> _Work required_: Reproduce the items from the line with "Can you find the white" to the line with "Query: carpet in adjacent room", swapping "marker" for "point" and keeping everything else unchanged. Give back only those lines.

* Begin *

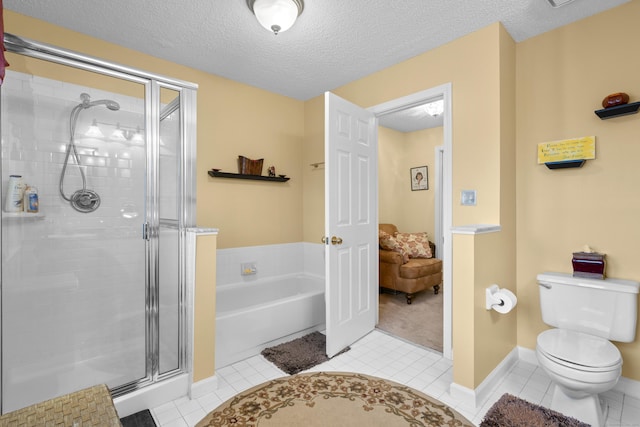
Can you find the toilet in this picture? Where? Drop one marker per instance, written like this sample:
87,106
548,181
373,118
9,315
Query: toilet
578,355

* End *
* Begin *

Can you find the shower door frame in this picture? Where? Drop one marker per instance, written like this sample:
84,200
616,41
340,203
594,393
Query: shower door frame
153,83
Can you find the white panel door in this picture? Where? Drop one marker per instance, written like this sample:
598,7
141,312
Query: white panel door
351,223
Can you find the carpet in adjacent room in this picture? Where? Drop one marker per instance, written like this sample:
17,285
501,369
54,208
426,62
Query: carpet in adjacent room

* End *

> _Answer to this exercise_:
Can you find the white panel door in this picture? Where? Drop one point per instance, written like this sample:
598,7
141,312
Query: white panel door
351,223
Can you find the carpet in adjacent room in this picture? Where? Drop one point per instance, written like this sample:
17,285
501,369
54,208
426,62
Query: carpet in adjacent room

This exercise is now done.